- Instructions for the task -
Rewrite the entries from the line with "of the dark" up to and including the line with "[[309, 255]]", keeping the requests as they are and scaling every coordinate in the answers by 2, rounded to whole numbers with halves rounded up. Give only those lines.

--- Start of Stored records ---

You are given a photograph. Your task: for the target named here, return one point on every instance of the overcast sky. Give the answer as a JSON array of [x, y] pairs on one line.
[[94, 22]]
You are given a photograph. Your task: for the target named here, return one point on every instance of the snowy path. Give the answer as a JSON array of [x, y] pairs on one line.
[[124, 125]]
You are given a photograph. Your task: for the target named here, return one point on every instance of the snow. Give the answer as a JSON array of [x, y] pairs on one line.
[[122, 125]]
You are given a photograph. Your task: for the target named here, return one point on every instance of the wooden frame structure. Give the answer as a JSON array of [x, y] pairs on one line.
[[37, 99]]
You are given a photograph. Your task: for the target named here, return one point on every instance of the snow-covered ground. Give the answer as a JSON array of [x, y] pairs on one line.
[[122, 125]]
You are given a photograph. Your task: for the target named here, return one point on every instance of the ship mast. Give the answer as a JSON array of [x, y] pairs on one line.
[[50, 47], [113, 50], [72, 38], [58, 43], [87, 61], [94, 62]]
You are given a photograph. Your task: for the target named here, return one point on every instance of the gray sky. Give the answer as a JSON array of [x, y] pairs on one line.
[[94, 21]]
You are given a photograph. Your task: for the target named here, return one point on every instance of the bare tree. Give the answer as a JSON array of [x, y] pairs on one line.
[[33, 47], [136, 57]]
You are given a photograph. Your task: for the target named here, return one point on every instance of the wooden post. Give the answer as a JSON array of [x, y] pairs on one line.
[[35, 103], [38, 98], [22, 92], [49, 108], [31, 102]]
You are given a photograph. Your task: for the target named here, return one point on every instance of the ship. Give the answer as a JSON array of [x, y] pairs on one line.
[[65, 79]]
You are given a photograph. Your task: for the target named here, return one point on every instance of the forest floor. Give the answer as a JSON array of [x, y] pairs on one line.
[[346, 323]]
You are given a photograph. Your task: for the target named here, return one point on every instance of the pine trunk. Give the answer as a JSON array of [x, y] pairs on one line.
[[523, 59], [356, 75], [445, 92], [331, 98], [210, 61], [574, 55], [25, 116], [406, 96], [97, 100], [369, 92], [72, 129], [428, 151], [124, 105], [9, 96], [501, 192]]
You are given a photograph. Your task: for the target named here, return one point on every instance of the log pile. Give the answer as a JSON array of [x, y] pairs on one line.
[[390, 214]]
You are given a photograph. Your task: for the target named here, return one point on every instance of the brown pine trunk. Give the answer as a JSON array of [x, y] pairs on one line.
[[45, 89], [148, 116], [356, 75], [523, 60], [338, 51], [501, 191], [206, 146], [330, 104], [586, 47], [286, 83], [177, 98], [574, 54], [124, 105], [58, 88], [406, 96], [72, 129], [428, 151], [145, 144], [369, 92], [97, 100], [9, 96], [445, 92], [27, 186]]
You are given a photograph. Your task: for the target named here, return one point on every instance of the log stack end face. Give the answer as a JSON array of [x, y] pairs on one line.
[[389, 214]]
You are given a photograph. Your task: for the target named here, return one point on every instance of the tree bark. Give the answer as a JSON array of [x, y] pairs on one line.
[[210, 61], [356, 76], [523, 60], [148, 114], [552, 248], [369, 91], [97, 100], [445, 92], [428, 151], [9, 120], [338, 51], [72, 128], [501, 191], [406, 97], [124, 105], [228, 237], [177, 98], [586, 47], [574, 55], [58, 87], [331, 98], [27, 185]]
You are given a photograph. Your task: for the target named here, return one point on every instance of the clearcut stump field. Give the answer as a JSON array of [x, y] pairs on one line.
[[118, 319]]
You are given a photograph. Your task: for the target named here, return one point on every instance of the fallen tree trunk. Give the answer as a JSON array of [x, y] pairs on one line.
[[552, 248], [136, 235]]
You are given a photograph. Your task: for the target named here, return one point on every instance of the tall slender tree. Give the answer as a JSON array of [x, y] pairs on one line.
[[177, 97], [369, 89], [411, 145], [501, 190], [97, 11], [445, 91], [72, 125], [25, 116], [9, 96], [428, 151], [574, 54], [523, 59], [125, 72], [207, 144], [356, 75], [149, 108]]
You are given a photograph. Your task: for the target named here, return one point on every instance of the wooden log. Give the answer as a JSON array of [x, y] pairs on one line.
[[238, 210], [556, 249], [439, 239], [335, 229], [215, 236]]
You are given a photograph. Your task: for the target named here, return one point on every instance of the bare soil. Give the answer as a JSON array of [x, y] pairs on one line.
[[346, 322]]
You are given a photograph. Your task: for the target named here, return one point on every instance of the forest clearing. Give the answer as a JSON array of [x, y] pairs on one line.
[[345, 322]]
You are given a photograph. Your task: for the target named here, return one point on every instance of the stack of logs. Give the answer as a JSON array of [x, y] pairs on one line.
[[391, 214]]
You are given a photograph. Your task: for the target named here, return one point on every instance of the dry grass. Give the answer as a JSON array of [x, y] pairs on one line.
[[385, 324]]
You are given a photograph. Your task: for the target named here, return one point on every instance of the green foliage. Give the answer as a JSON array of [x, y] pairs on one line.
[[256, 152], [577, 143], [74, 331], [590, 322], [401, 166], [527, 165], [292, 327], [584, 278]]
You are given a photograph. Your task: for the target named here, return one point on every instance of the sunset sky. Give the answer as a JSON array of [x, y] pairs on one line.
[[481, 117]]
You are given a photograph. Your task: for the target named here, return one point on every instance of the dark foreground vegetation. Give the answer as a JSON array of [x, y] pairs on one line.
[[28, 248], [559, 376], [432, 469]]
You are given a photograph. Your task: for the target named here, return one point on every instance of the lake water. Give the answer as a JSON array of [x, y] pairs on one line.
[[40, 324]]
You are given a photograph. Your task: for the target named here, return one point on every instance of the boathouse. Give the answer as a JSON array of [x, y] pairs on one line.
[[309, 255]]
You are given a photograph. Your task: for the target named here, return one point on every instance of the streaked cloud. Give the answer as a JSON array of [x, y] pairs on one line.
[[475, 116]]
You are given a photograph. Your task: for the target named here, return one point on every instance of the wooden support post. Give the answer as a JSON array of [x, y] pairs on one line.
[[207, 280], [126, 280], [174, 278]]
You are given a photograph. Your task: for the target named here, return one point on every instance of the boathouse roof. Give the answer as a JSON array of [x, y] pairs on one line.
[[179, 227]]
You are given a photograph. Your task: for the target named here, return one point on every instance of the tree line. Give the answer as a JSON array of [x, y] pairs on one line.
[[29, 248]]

--- End of Stored records ---

- Final result -
You are given a photograph. Your task: for the target named here, return one point on every instance of the dark foreground vegetation. Give the answer as a JSON array of [x, y] pairs on one line.
[[56, 496], [1118, 752], [864, 938]]
You are given a photograph. Your task: for the target named here, return one point on every instance of the lake water. Give the answer as a JSON array of [x, y] pairs on one line.
[[80, 648]]
You are given a photograph. Your task: for the target named here, return one point on every instance of the boathouse. Give the answer as a JSON array of [x, y] pairs on one line.
[[618, 510]]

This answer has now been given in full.